[Excerpts from a point labeling dataset]
---
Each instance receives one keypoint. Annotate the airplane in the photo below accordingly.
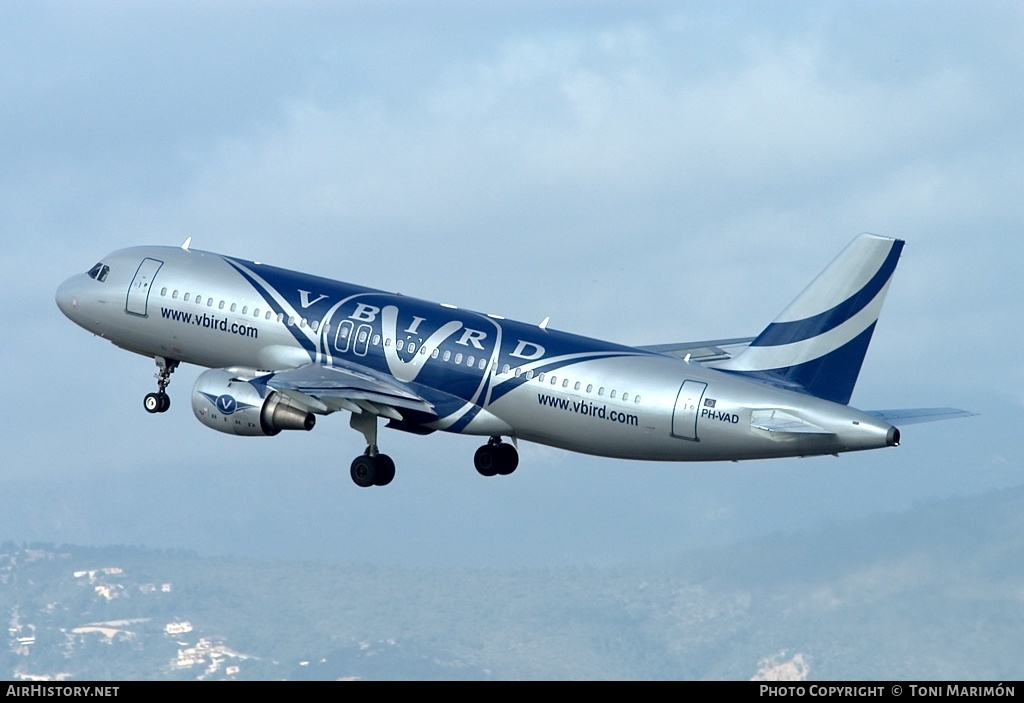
(284, 347)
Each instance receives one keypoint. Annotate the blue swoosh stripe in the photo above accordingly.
(778, 334)
(268, 299)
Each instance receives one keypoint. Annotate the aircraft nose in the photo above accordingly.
(68, 296)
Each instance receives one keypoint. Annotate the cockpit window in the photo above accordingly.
(99, 272)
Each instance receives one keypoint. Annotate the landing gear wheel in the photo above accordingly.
(485, 459)
(364, 471)
(508, 458)
(160, 401)
(156, 402)
(385, 470)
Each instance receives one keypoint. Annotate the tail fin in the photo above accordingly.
(818, 343)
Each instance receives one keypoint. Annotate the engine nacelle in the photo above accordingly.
(238, 407)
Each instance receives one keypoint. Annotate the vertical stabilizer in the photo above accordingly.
(818, 343)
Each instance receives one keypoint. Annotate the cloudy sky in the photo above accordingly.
(641, 172)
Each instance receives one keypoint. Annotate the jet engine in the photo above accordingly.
(237, 407)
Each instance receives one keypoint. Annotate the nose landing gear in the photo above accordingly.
(160, 401)
(496, 457)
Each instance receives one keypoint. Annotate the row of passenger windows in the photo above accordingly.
(233, 307)
(364, 338)
(342, 345)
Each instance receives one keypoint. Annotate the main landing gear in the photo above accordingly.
(372, 468)
(496, 457)
(160, 401)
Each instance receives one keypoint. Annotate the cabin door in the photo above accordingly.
(138, 292)
(684, 414)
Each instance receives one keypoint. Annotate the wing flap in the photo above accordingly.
(357, 389)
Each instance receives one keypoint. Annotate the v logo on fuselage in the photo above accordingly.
(305, 302)
(408, 370)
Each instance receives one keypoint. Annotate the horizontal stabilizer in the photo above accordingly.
(780, 422)
(920, 414)
(700, 352)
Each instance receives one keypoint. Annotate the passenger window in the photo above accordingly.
(99, 271)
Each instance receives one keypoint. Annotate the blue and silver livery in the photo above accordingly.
(284, 347)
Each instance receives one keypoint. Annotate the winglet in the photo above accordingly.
(818, 343)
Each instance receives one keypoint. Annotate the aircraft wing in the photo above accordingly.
(920, 414)
(344, 387)
(702, 352)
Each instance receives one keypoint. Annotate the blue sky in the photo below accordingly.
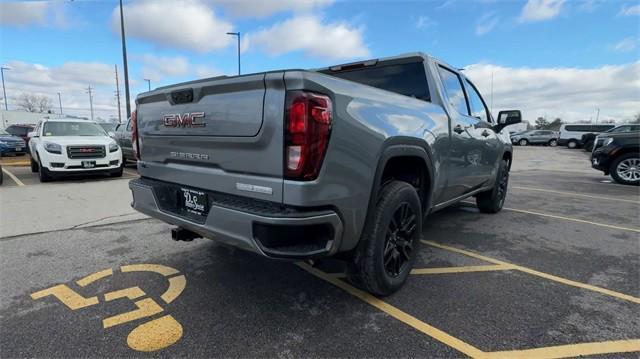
(501, 35)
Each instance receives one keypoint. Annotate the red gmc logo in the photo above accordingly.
(193, 119)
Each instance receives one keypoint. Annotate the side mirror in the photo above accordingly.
(506, 118)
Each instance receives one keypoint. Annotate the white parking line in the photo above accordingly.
(13, 177)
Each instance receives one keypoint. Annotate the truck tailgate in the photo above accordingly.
(221, 134)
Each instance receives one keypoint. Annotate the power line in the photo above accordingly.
(90, 100)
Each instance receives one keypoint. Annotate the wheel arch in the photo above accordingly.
(401, 149)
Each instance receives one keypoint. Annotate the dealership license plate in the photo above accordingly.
(194, 201)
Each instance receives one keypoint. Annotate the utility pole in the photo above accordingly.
(4, 92)
(124, 60)
(90, 100)
(60, 103)
(238, 35)
(118, 96)
(491, 105)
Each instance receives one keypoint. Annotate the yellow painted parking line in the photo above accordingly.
(464, 269)
(146, 308)
(94, 277)
(156, 268)
(576, 194)
(67, 296)
(13, 177)
(155, 335)
(554, 216)
(571, 350)
(637, 230)
(537, 273)
(396, 313)
(131, 293)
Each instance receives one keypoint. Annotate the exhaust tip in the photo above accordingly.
(181, 234)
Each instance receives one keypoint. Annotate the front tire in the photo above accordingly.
(390, 241)
(626, 169)
(43, 173)
(492, 201)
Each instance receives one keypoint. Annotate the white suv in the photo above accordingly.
(72, 146)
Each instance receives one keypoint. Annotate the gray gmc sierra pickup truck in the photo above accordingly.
(343, 161)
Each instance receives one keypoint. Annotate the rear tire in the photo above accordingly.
(390, 241)
(492, 201)
(626, 169)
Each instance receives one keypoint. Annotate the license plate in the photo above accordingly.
(194, 201)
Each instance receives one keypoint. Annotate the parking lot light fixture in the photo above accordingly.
(238, 35)
(4, 91)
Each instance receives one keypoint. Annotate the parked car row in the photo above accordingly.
(540, 137)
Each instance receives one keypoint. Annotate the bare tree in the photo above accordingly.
(34, 103)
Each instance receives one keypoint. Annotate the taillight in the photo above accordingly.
(134, 134)
(307, 127)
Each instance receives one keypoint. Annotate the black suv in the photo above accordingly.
(619, 156)
(589, 139)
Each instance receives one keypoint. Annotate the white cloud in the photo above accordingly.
(155, 68)
(307, 33)
(541, 10)
(569, 93)
(71, 79)
(625, 45)
(630, 11)
(264, 8)
(425, 22)
(23, 13)
(486, 23)
(183, 24)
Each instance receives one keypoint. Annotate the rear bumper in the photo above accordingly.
(267, 229)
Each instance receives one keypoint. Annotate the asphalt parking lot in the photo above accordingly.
(555, 274)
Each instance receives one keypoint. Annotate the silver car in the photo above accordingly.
(538, 137)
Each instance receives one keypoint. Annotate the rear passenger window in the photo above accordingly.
(478, 109)
(453, 87)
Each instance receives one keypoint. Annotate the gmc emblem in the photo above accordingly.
(193, 119)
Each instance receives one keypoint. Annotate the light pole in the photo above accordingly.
(60, 102)
(238, 35)
(4, 92)
(124, 60)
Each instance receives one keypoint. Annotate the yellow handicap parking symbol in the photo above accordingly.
(152, 335)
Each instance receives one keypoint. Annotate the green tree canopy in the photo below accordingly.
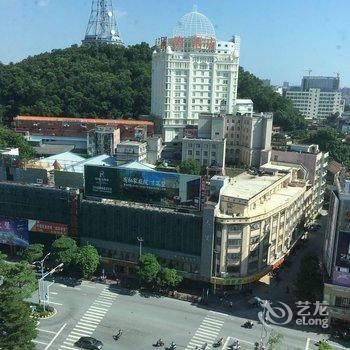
(88, 80)
(309, 282)
(148, 267)
(107, 81)
(87, 260)
(64, 250)
(17, 327)
(9, 138)
(325, 346)
(18, 278)
(168, 278)
(190, 166)
(266, 100)
(33, 252)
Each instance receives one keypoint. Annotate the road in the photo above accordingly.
(100, 310)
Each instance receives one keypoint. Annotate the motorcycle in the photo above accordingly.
(118, 335)
(159, 343)
(218, 343)
(236, 345)
(248, 324)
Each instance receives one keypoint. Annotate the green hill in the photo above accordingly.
(105, 81)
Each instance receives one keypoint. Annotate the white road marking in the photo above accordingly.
(68, 347)
(98, 308)
(207, 332)
(51, 302)
(44, 330)
(54, 338)
(226, 342)
(39, 342)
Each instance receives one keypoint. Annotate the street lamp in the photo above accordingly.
(140, 239)
(41, 280)
(41, 262)
(216, 252)
(261, 343)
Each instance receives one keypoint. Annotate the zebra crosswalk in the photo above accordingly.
(90, 320)
(207, 332)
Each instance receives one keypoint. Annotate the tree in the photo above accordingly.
(87, 260)
(190, 166)
(266, 100)
(64, 250)
(324, 346)
(17, 327)
(275, 341)
(33, 252)
(309, 282)
(9, 138)
(168, 278)
(18, 278)
(148, 267)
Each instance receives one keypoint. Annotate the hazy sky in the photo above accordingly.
(280, 39)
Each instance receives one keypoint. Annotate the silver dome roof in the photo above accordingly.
(194, 24)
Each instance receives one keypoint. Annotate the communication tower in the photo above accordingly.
(102, 26)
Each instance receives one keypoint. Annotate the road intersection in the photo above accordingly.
(100, 310)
---
#### What you have to do:
Present the entire listing above as a numbered list without blank lines, and leave the pictures out.

#### Answer to the exercise:
1. Each instance receives one keypoint. Annotate the airplane in the photo below accordingly.
2. (284, 347)
3. Each instance receives one keypoint. Annotate the blue swoosh stripe in the photo above accordingly.
4. (778, 334)
5. (268, 299)
6. Each instance receives one keypoint. Annotate the aircraft nose in the photo above accordingly.
7. (68, 296)
8. Each instance receives one keypoint. Annotate the cockpit window in the photo above accordingly.
9. (99, 272)
10. Each instance receives one keypoint. Annotate the landing gear wheel in the photo above accordingly.
11. (485, 459)
12. (364, 471)
13. (508, 458)
14. (160, 401)
15. (156, 402)
16. (385, 470)
17. Each instance receives one keypoint. Annotate the tail fin in the photo above accordingly.
18. (818, 343)
19. Each instance receives one keypoint. Annotate the engine nacelle in the photo above accordingly.
20. (238, 407)
21. Each instance receives one keypoint. Annotate the vertical stabilizer in the photo above accordingly.
22. (818, 343)
23. Each instance receives one keypoint. Annotate the cloudy sky in the photo above accordingly.
24. (641, 172)
25. Each instance receives one keypoint. Annotate the jet engine in the photo above accordingly.
26. (237, 407)
27. Each instance receives one keypoint. Annotate the nose landing gear in the photo above accordingly.
28. (160, 401)
29. (496, 457)
30. Each instance receives one keypoint. Annotate the row of passenger windows in the photo above accordingly.
31. (233, 307)
32. (364, 338)
33. (342, 345)
34. Each instance receives one keypoint. Annotate the main landing gear in the photo above accordingly.
35. (372, 468)
36. (496, 457)
37. (160, 401)
38. Each instance receives one keypoint. Annotate the cabin door in the photo above accordingly.
39. (138, 292)
40. (684, 414)
41. Each instance receives one keypoint. Annotate the wing flap in the photo above accordingly.
42. (357, 389)
43. Each instance receives one keypoint. Annotate the v logo on fuselage in the photo above accordingly.
44. (305, 302)
45. (408, 370)
46. Each instance receives one keypoint. Annotate the horizontal stabilizer in the photo above accordingly.
47. (780, 422)
48. (920, 414)
49. (700, 352)
50. Each instance receives one keypoint. Annotate the passenger window in the photo above accordingly.
51. (99, 271)
52. Each instance receives one keypoint. Annotate the blue and silver livery in the photo above accordingly.
53. (284, 347)
54. Each instance receives one keypoint. Annotate the winglet in the photo above accordingly.
55. (818, 343)
56. Each instance receives one keypoint. Annotate the aircraft wing in the photo above accordingly.
57. (920, 414)
58. (344, 387)
59. (702, 352)
60. Each instance receives one keypoint. Annotate the blue sky in the photo below accordingly.
61. (501, 35)
62. Each instance receives one keypoint. Annotate the red gmc logo in the photo above accordingly.
63. (193, 119)
64. Each instance receives one keypoint. Annotate the side mirror in the photo above accordingly.
65. (506, 118)
66. Each instance receives one keypoint. Annotate the white parking line in the photo above accordingly.
67. (13, 177)
68. Each instance receives one keypoint. Annotate the truck tailgate in the photo above accordingly.
69. (221, 134)
70. Each instance receives one keypoint. Annotate the power line in the photo above accordingly.
71. (90, 100)
72. Each instance receives one keypoint. Annotate the wheel arch in the photo above accordingly.
73. (401, 149)
74. Each instance receives one keypoint. Annotate the dealership license plate in the photo above accordingly.
75. (194, 201)
76. Each instance receives one keypoint. Annotate the utility pole in the photo above accordingly.
77. (4, 92)
78. (124, 60)
79. (90, 100)
80. (60, 103)
81. (238, 35)
82. (118, 96)
83. (491, 105)
84. Each instance receives one keypoint. Annotate the yellow painted parking line in the photo above accordingly.
85. (464, 269)
86. (146, 308)
87. (94, 277)
88. (156, 268)
89. (576, 194)
90. (67, 296)
91. (13, 177)
92. (155, 335)
93. (554, 216)
94. (571, 350)
95. (637, 230)
96. (537, 273)
97. (396, 313)
98. (131, 293)
99. Each instance receives one keypoint. Annotate the exhaust tip in the photo above accordingly.
100. (181, 234)
101. Each instance receives one keypoint. Annotate the front tire in the photo above accordingly.
102. (390, 241)
103. (626, 169)
104. (43, 173)
105. (492, 201)
106. Each instance receives one keypoint. Annotate the white suv in the photo above accordingly.
107. (72, 146)
108. Each instance receives one keypoint. Annotate the gray gmc sierra pickup truck in the photo above accordingly.
109. (343, 161)
110. Each instance receives one keypoint. Annotate the rear tire in the photo above accordingly.
111. (390, 241)
112. (492, 201)
113. (626, 169)
114. Each instance receives one keypoint. Annotate the license plate in the photo above accordingly.
115. (194, 201)
116. Each instance receives one keypoint. Annotate the parking lot light fixture in the photo above accordingly.
117. (238, 35)
118. (4, 91)
119. Each instance receives one keypoint. Annotate the parked car row in the photo above accordingly.
120. (540, 137)
121. Each instance receives one keypoint. Annotate the bare tree in the photo above accordingly.
122. (34, 103)
123. Each instance receives one keypoint. Annotate the taillight in the photo above accordingly.
124. (134, 134)
125. (307, 127)
126. Each instance receives one keypoint. Annotate the black suv in the photo above accordingly.
127. (619, 156)
128. (589, 139)
129. Each instance receives one keypoint. Annotate the white cloud in the photo above accordingly.
130. (155, 68)
131. (307, 33)
132. (541, 10)
133. (569, 93)
134. (71, 79)
135. (625, 45)
136. (630, 11)
137. (264, 8)
138. (425, 22)
139. (23, 13)
140. (486, 23)
141. (183, 24)
142. Each instance receives one keypoint. Annotate the rear bumper in the photo above accordingly.
143. (267, 229)
144. Each instance receives one keypoint. Annotate the asphalt parking lot in the photo above accordingly.
145. (555, 274)
146. Each instance receives one keypoint. Annotate the silver car in the photo above accordingly.
147. (538, 137)
148. Each instance receives one keypoint. Annotate the rear passenger window in the photo above accordingly.
149. (478, 109)
150. (453, 87)
151. Each instance receives one keypoint. Annotate the gmc emblem in the photo above accordingly.
152. (193, 119)
153. Each instance receives one keypoint. Annotate the light pole in the photo above accordingly.
154. (60, 102)
155. (238, 35)
156. (4, 92)
157. (124, 60)
158. Each instance receives one keypoint. Annotate the yellow handicap parking symbol in the photo above accordingly.
159. (152, 335)
160. Each instance receives one keypoint. Annotate the green tree canopy in the photo below accordingly.
161. (88, 80)
162. (309, 282)
163. (148, 267)
164. (107, 81)
165. (87, 260)
166. (64, 250)
167. (17, 327)
168. (9, 138)
169. (325, 346)
170. (18, 278)
171. (168, 278)
172. (190, 166)
173. (266, 100)
174. (33, 252)
175. Each instance receives one keypoint. Annotate the road in the photo above accordingly.
176. (100, 310)
177. Each instance receives one keypoint. Annotate the motorcycle in the photo above accordingly.
178. (118, 335)
179. (159, 343)
180. (218, 343)
181. (236, 345)
182. (248, 324)
183. Each instance receives one keypoint. Annotate the green hill in the photo above accordingly.
184. (105, 81)
185. Each instance receives one keypoint. Annotate the white road marking in the photo above accordingly.
186. (68, 347)
187. (98, 308)
188. (207, 332)
189. (51, 302)
190. (44, 330)
191. (54, 338)
192. (226, 342)
193. (39, 342)
194. Each instance receives one keypoint. Annotate the street lamp in the photo above accordingly.
195. (140, 239)
196. (41, 280)
197. (41, 262)
198. (216, 252)
199. (261, 343)
200. Each instance receives one keypoint. Annotate the zebra crosswalk in the photo above accordingly.
201. (90, 320)
202. (207, 332)
203. Each instance receives one keypoint. Annotate the tree in the photo above accordingly.
204. (87, 260)
205. (190, 166)
206. (266, 100)
207. (64, 250)
208. (324, 346)
209. (17, 327)
210. (275, 341)
211. (33, 252)
212. (309, 282)
213. (9, 138)
214. (168, 278)
215. (18, 278)
216. (148, 267)
217. Each instance receives one keypoint. Annotate the hazy sky in the photo above accordingly.
218. (280, 39)
219. Each instance receives one keypoint. Annotate the silver dome roof in the photo above accordingly.
220. (194, 24)
221. Each instance receives one keypoint. Annotate the communication tower in the photo above accordingly.
222. (102, 26)
223. Each instance receives one keypoint. Annotate the road intersection in the photo above accordingly.
224. (100, 310)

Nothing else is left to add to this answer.